SHORT TASK:
Please render every one of the items below as a two-column CSV with the header item_text,answer and one row per item. Put each item's text and its answer in one quoted field apiece, with line breaks replaced by spaces.
★ ★ ★ ★
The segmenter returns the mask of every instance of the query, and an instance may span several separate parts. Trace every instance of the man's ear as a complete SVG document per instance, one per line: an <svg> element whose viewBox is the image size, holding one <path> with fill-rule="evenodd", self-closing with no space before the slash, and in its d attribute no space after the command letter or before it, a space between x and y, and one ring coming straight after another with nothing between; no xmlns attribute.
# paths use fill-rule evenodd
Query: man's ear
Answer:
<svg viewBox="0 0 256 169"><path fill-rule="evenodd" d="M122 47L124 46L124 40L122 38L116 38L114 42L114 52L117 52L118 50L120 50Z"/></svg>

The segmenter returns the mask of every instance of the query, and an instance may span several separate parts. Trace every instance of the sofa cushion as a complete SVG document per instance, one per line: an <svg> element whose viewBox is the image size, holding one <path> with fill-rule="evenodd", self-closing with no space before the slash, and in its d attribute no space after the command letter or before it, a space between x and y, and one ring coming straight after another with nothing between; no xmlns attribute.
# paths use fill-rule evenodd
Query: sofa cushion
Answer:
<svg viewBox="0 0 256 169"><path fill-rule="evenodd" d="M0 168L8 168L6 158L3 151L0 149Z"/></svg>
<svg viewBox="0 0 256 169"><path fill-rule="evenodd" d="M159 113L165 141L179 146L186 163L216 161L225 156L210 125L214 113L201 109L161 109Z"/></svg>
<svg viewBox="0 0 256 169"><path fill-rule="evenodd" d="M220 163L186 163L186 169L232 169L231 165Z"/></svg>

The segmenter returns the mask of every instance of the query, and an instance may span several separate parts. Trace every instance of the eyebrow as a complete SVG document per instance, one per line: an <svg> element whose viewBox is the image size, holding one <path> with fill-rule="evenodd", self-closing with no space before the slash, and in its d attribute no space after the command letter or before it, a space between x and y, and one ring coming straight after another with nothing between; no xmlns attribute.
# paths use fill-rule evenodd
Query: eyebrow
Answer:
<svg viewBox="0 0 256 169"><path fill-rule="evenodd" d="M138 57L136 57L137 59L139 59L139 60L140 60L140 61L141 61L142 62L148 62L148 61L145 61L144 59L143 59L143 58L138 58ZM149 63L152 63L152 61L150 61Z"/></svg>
★ ★ ★ ★
WRITTEN REPLY:
item_text,answer
"The segmenter returns the mask of every instance of the query, and an instance may span several separate parts. Trace every instance of the man's ear as a complete SVG document per instance, one per line: an <svg> element whose viewBox is the image size, holding one <path> with fill-rule=""evenodd"", self-closing with no space before the slash, and in its d attribute no space after the command letter or before it, a space between x and y, and one ring coming straight after another with nothing between; no xmlns attribute. # paths use fill-rule evenodd Query: man's ear Answer:","<svg viewBox=""0 0 256 169""><path fill-rule=""evenodd"" d=""M122 47L124 46L124 40L122 38L116 38L114 42L114 52L117 52L118 50L120 50Z""/></svg>"
"The segmenter returns the mask of every instance of the query, and an instance may span several separate parts. Trace every instance of the sofa cushion as a complete SVG document per instance, one per line: an <svg> element whose viewBox is the image size, holding one <path> with fill-rule=""evenodd"", self-closing with no space before the slash, and in its d attribute no space after the command letter or before it, a space between x and y, and one ring coming straight after another with nothing between; no xmlns attribute. # paths use fill-rule evenodd Query: sofa cushion Answer:","<svg viewBox=""0 0 256 169""><path fill-rule=""evenodd"" d=""M0 168L8 168L6 158L3 151L0 149Z""/></svg> <svg viewBox=""0 0 256 169""><path fill-rule=""evenodd"" d=""M159 113L165 141L179 146L186 163L216 161L225 156L210 125L214 113L201 109L161 109Z""/></svg> <svg viewBox=""0 0 256 169""><path fill-rule=""evenodd"" d=""M220 163L186 163L186 169L232 169L231 165Z""/></svg>"
"The segmenter returns the mask of every instance of the query, and an instance may span several separate parts. Trace every instance of the eyebrow as a complete SVG document per instance, one per line: an <svg> element whose viewBox is the image size, holding one <path> with fill-rule=""evenodd"", self-closing with no space before the slash, and in its d attribute no space after the command letter or before it, a space between x and y, and one ring coming straight after another with nothing between; no xmlns attribute. # paths use fill-rule evenodd Query: eyebrow Answer:","<svg viewBox=""0 0 256 169""><path fill-rule=""evenodd"" d=""M138 57L136 57L137 59L139 59L139 60L140 60L140 61L141 61L142 62L148 62L148 61L145 61L144 59L143 59L143 58L138 58ZM149 63L152 63L152 61L150 61Z""/></svg>"